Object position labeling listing
= = = = =
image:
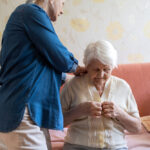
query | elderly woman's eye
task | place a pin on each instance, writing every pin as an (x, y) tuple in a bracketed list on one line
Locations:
[(106, 70)]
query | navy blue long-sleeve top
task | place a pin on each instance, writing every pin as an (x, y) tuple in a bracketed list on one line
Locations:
[(32, 60)]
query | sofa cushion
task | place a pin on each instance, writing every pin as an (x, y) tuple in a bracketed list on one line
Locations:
[(138, 77)]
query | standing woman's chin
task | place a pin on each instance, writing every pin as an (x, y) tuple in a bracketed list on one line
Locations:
[(54, 18)]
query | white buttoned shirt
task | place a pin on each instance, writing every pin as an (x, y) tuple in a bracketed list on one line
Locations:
[(99, 132)]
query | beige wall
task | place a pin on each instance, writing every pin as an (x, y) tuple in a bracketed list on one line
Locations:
[(125, 23)]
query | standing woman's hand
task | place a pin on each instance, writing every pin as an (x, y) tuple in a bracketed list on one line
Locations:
[(110, 110), (80, 71)]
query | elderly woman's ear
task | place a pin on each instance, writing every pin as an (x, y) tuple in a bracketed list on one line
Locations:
[(81, 70)]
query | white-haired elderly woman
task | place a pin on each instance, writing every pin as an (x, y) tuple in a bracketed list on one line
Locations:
[(32, 62), (98, 107)]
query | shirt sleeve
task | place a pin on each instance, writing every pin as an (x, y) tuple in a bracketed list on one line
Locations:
[(132, 106), (65, 97), (41, 32)]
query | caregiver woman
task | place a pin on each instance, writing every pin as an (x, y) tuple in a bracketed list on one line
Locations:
[(32, 60)]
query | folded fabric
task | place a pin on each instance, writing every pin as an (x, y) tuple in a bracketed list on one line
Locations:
[(146, 122)]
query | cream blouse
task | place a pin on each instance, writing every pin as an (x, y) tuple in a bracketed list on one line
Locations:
[(97, 132)]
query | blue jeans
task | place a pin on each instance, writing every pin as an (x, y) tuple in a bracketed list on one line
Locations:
[(68, 146)]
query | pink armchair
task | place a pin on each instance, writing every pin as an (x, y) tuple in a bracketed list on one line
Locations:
[(138, 76)]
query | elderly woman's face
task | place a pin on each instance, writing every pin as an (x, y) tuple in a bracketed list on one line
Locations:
[(55, 8), (98, 72)]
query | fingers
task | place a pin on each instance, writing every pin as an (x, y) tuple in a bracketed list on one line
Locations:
[(95, 109), (108, 109)]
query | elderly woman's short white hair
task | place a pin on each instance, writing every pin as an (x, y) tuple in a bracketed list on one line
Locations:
[(102, 51)]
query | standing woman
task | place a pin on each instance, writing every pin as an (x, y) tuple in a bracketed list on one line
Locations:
[(32, 61)]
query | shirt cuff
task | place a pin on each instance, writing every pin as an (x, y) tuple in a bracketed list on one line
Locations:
[(74, 67), (63, 78)]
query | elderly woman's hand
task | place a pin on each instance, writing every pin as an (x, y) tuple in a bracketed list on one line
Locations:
[(91, 109), (110, 110)]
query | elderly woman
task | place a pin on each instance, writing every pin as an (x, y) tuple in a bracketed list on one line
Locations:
[(98, 107), (32, 61)]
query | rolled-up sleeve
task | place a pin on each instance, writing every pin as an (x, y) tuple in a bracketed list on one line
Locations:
[(41, 32)]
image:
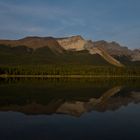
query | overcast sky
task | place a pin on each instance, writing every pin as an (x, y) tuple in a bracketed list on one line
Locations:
[(111, 20)]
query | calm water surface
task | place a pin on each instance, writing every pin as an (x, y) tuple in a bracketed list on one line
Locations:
[(76, 109)]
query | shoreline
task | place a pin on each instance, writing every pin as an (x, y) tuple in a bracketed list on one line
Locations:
[(69, 76)]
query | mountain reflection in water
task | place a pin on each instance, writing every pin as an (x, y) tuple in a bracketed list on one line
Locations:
[(64, 96)]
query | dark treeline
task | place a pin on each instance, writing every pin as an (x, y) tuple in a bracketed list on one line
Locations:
[(69, 70)]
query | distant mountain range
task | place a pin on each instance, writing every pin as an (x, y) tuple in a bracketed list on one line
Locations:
[(69, 50)]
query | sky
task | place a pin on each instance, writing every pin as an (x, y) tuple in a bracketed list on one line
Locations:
[(110, 20)]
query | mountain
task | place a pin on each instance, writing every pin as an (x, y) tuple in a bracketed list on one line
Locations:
[(77, 43), (68, 50), (121, 53)]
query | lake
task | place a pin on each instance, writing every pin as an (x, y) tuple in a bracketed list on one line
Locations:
[(69, 109)]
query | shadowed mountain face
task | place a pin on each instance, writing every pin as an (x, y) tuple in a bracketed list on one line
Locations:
[(44, 50), (71, 97), (121, 53)]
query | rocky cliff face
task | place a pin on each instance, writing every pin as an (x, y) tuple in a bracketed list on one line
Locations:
[(35, 43), (106, 50), (72, 43), (115, 49)]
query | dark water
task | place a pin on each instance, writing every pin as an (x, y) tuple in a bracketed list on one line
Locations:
= = = = =
- [Set task]
Please copy out every line of the listing above word for word, leaving the pictures out of your answer.

- [Response for this exercise]
image:
query | elderly woman's eye
task | place a pin on each instance, writing every pin as an (x, y) tuple in a bracketed list on one line
Locations:
[(106, 70)]
query | navy blue long-sleeve top
task | place a pin on each instance, writing every pin as an (x, y) tuple in a bracketed list on one line
Locations:
[(32, 60)]
query | sofa cushion
task | place a pin on each instance, writing every pin as an (x, y) tuple in a bracketed list on one line
Locations:
[(138, 77)]
query | standing woman's chin
task | place a pin on each instance, writing every pin as an (x, y) tuple in a bracketed list on one line
Locations:
[(54, 18)]
query | white buttoned shirt
task | place a pin on each instance, writing every pin as an (x, y) tuple in a bracketed list on one line
Locations:
[(99, 132)]
query | beige wall
task | place a pin on each instance, writing every pin as an (x, y) tuple in a bracketed list on one line
Locations:
[(125, 23)]
query | standing woman's hand
task | place a pin on each instance, writing every pin as an (x, y) tuple in a bracketed list on one line
Locations:
[(110, 110), (80, 71)]
query | elderly woman's ear
task | place a pin on each instance, writing every pin as an (x, y) tuple in a bracketed list on one line
Locations:
[(81, 70)]
query | white-haired elderly woman
task | place a pin on each instance, writing every pin as an (x, y) tuple in a bracketed list on one line
Locations:
[(32, 62), (98, 107)]
query | shirt sleeve
task | place a pin on each instance, writing every pin as an (x, y) tuple in a bracketed list on one line
Locations:
[(132, 106), (65, 97), (41, 32)]
query | caregiver woman
task | place a pin on each instance, writing every pin as an (x, y) tuple in a bracketed list on one line
Locations:
[(32, 60)]
query | folded fabric
task | place a pin on each instance, writing every pin as an (x, y) tuple in a bracketed list on one line
Locations:
[(146, 122)]
query | cream blouse
task | place a pin on each instance, writing every pin as an (x, y) tuple in a bracketed list on one line
Locations:
[(97, 132)]
query | blue jeans
task | place a pin on each instance, writing every pin as an (x, y) tuple in a bracketed list on one line
Locations:
[(68, 146)]
query | pink armchair
task | place a pin on each instance, writing every pin as an (x, y) tuple in a bracketed list on one line
Locations:
[(138, 76)]
query | elderly woman's face
task | place a pin on each instance, writing every pin as an (x, y) tuple in a bracketed list on one line
Locations:
[(55, 8), (98, 72)]
query | fingers
task | place a pin on each instance, writing every pin as an (x, y) tuple in a bracketed list on one line
Locations:
[(95, 109), (108, 109)]
query | elderly woman's short white hair
task | place a pin on each instance, writing every pin as an (x, y) tuple in a bracketed list on one line
Locations:
[(102, 51)]
query | standing woman
task | place a pin on each instance, writing every pin as an (x, y) tuple in a bracketed list on one line
Locations:
[(32, 61)]
query | shirt cuff
task | place a pin on each instance, writing every pin as an (x, y) tuple in a bracketed list on one line
Locations:
[(74, 67), (63, 78)]
query | elderly woman's hand
task | place a pin on each instance, writing every pin as an (x, y) tuple in a bracketed list on one line
Locations:
[(91, 109), (110, 110)]
query | elderly woman
task | place a pin on each instance, writing every pin as an (x, y) tuple in a bracketed list on one line
Locations:
[(98, 107), (32, 61)]
query | rolled-up sleeve
task | place a pin on each instance, writing every pin as an (x, y) tuple in a bracketed list on one line
Locations:
[(41, 32)]
image:
query | overcast sky
task | place a pin on each instance, writing every pin as an (x, y) tuple in a bracketed list on one line
Locations:
[(111, 20)]
query | calm water surface
task | place a pin on each instance, writing every pin as an (x, y) tuple in a bracketed list on one line
Locations:
[(76, 109)]
query | shoreline
task | place a pin on each instance, writing every pin as an (x, y) tuple in a bracketed list on one line
Locations:
[(69, 76)]
query | mountain reflection in water
task | place a pin on each instance, writing every pin as an (x, y) tuple in a bracketed list on one line
Locations:
[(64, 96)]
query | dark treeline
task | place a pin on each instance, writing every pin as an (x, y) tuple in a bracketed list on one line
Locations:
[(69, 70)]
query | distant mountain range
task | place a pin on each instance, writing every pin as an (x, y) tuple in a bracketed list on one line
Locations:
[(69, 50)]
query | sky
task | place a pin on each instance, writing every pin as an (x, y) tuple in a bracketed list on one line
Locations:
[(110, 20)]
query | mountain
task | place a pin on each instance, writing every pin as an (x, y) tuple in a bracketed list on one line
Locations:
[(77, 43), (68, 50), (121, 53)]
query | lake
task | place a pin on each instance, writing every pin as an (x, y) tuple in a bracketed list on one line
Locations:
[(69, 109)]
query | shadowed mountain face
task | place a pin on each instance, writing every pin as an (x, y) tuple in a bracketed list on one line
Locations:
[(44, 50), (71, 97), (121, 53)]
query | rocky cliff face
task | place a pin on each instance, writing every pin as an (x, y) tuple in a bracketed list on one line
Locations:
[(35, 43), (106, 50), (72, 43), (115, 49)]
query | dark water
task | place a pin on each instance, writing every pin as an (x, y) tuple in a bracketed list on one line
Locations:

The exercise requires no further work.